The problem: If a line in the records below contains the word "green", copy it out.

Data in this exercise:

========

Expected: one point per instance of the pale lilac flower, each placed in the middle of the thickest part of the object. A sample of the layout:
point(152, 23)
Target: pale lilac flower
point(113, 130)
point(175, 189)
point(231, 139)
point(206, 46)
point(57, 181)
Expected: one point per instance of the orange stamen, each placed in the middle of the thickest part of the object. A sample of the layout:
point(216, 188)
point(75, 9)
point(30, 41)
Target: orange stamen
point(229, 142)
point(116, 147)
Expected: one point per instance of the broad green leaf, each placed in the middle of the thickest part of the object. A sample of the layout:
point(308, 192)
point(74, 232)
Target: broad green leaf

========

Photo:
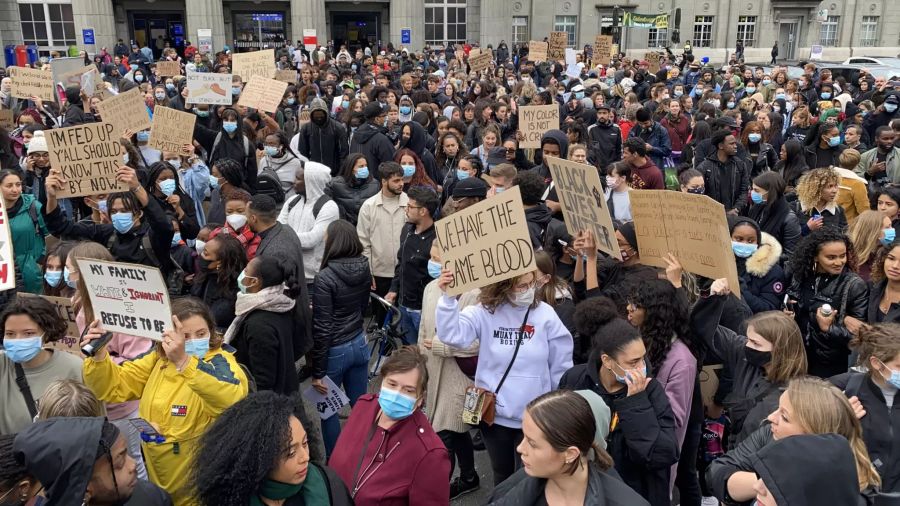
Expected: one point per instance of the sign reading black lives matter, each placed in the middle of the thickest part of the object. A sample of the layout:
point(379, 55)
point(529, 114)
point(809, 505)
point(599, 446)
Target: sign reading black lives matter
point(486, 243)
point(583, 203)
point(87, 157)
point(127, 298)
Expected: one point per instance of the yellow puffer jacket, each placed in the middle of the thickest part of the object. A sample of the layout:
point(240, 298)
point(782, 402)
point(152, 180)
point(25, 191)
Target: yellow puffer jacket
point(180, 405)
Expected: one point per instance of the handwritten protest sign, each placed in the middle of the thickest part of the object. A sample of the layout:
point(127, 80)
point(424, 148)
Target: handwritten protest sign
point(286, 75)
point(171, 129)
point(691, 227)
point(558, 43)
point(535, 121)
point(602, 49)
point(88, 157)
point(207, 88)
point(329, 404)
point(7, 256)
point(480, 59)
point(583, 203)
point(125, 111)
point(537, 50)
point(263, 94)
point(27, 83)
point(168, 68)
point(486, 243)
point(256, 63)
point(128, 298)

========

Answer:
Expected: one point per instance of the broad green leaf, each placed in the middle of the thickest part of the object. A sample of the layout:
Target: broad green leaf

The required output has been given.